**TEXT**:
# PCA

## Index
1. [**Eigenvalues and Eigenvectors**](#eigen)
2. [**PCA in Python**](#PCA)
3. [**Importance and limitations**](#limit)

## Eigenvalues and Eigenvectors <a class="anchor" id="eigen"></a>

Eigenvalues and eigenvectors are fundamental concepts in linear algebra with significant applications in machine learning and data science.

Given a square matrix **A**, an eigenvector **v** and an eigenvalue **λ** satisfy the equation:

$$ A \mathbf{v} = \lambda \mathbf{v} $$

- **Eigenvector**: A non-zero vector **v** that only changes by a scalar factor when the matrix **A** is applied to it.
- **Eigenvalue**: The scalar **λ** that represents how much the eigenvector is scaled during the transformation.

### Applications of Eigenvectors and Eigenvalues in Data Science

1. **Principal Component Analysis (PCA)**:
   - PCA is a dimensionality reduction technique that transforms data into a set of orthogonal (uncorrelated) components.
   - It uses eigenvalues and eigenvectors of the covariance matrix of the data to identify the principal components.
   - The eigenvectors represent the directions of maximum variance, and the eigenvalues indicate the magnitude of variance in these directions.

2. **Feature Reduction**:
   - By selecting the top eigenvectors (principal components) with the largest eigenvalues, we can reduce the number of features while retaining most of the data's variability.
   - This helps in reducing computational cost and avoiding overfitting.

3. **Stability and Dynamics**:
   - In systems modeled by differential equations, eigenvalues can indicate stability. For instance, in Markov chains, eigenvalues help understand the long-term behavior of the system.

4. **Graph Theory**:
   - Eigenvalues and eigenvectors of adjacency matrices or Laplacian matrices of graphs are used in spectral clustering, which is a technique for identifying communities within a graph.

5. **Data Transformation**:
   - Eigenvectors can be used to transform data into a new coordinate system, simplifying the problem and making patterns more apparent.

## PCA in Python <a class="anchor" id="PCA"></a>

Here's a simple example of performing PCA using Python's `numpy` and `scikit-learn` libraries:

In [1]:
import numpy as np
from sklearn.decomposition import PCA

# Sample data
data = np.array([[2.5, 2.4],
                 [0.5, 0.7],
                 [2.2, 2.9],
                 [1.9, 2.2],
                 [3.1, 3.0],
                 [2.3, 2.7],
                 [2, 1.6],
                 [1, 1.1],
                 [1.5, 1.6],
                 [1.1, 0.9]])

**SOURCE MATERIAL**:
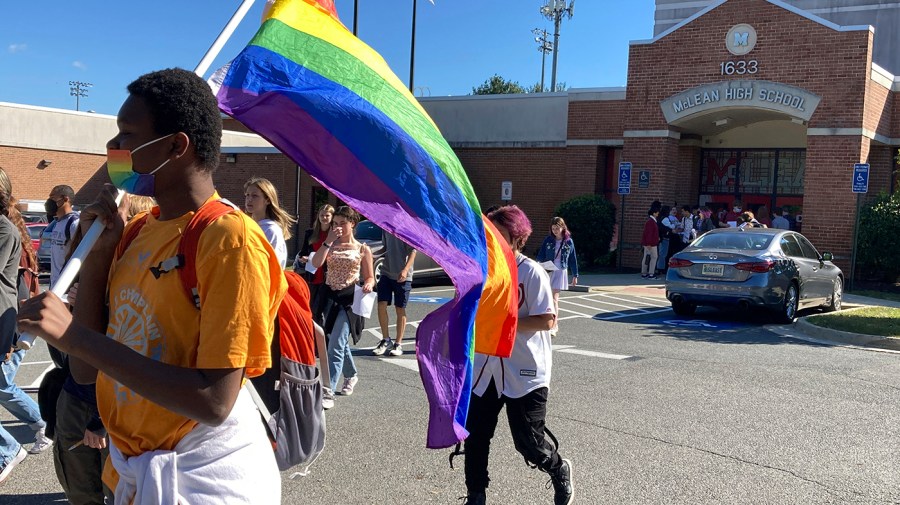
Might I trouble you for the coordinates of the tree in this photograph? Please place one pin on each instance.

**TASK REQUIREMENTS**:
1) In the PCA text, what do the eigenvalues of the data's covariance matrix indicate?
2) Please return the part of the PCA text from "## Eigenvalues and" to "applied to it.", copied word for word.

**RESULTS**:
1) They indicate the magnitude of variance in the directions of maximum variance.

2)
## Eigenvalues and Eigenvectors <a class="anchor" id="eigen"></a>

Eigenvalues and eigenvectors are fundamental concepts in linear algebra with significant applications in machine learning and data science.

Given a square matrix **A**, an eigenvector **v** and an eigenvalue **λ** satisfy the equation:

$$ A \mathbf{v} = \lambda \mathbf{v} $$

- **Eigenvector**: A non-zero vector **v** that only changes by a scalar factor when the matrix **A** is applied to it.